◆ WORK TO COMPLETE:
Collect each line in the listing below that contains the string "tufted". Treat the match as case-sensitive.

◆ DATA IN THIS EXERCISE:
%%
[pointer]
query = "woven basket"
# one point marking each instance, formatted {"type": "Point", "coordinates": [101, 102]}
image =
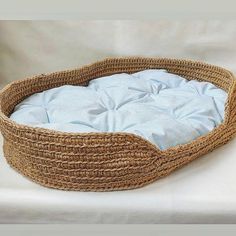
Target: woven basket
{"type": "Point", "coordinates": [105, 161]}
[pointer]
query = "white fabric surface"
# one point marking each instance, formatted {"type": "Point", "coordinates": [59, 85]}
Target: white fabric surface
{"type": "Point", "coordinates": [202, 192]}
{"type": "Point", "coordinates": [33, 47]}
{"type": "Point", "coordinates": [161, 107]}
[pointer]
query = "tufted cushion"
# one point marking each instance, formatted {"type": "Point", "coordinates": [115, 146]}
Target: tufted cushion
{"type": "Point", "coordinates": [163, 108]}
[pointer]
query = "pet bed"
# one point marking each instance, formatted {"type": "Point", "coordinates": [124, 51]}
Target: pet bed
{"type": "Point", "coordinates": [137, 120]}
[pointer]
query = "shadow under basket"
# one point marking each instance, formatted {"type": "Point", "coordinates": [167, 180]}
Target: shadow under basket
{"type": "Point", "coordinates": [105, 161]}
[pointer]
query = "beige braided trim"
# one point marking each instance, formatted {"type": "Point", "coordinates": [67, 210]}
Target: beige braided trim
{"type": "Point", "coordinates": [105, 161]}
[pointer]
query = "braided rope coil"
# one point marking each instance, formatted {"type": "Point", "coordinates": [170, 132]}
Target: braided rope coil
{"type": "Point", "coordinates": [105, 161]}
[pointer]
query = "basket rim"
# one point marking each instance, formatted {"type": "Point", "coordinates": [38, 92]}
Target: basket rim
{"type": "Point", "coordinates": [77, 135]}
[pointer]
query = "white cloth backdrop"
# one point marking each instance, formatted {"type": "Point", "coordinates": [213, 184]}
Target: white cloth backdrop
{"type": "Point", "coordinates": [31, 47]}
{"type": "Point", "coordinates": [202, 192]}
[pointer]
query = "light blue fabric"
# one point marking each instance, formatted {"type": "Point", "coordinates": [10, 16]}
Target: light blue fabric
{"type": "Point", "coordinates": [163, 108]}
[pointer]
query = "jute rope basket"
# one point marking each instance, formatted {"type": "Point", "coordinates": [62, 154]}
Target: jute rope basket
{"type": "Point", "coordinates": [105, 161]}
%%
%%
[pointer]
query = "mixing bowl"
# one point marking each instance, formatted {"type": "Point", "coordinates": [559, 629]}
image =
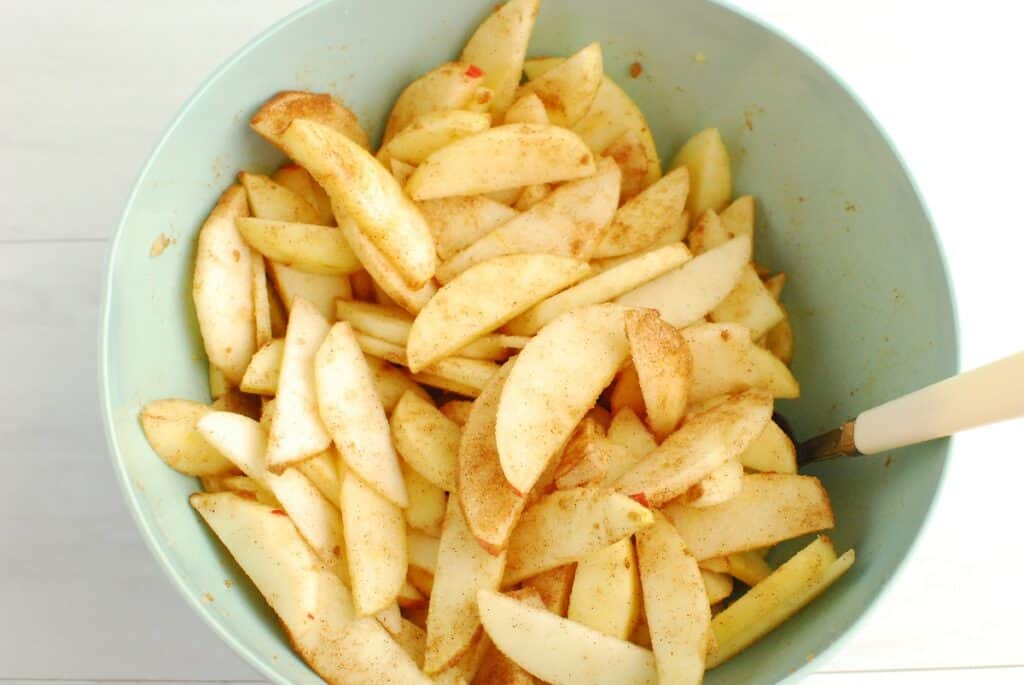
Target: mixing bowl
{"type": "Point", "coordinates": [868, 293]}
%%
◆ WRITTEN ANSWER:
query = "tufted cushion"
Target: tufted cushion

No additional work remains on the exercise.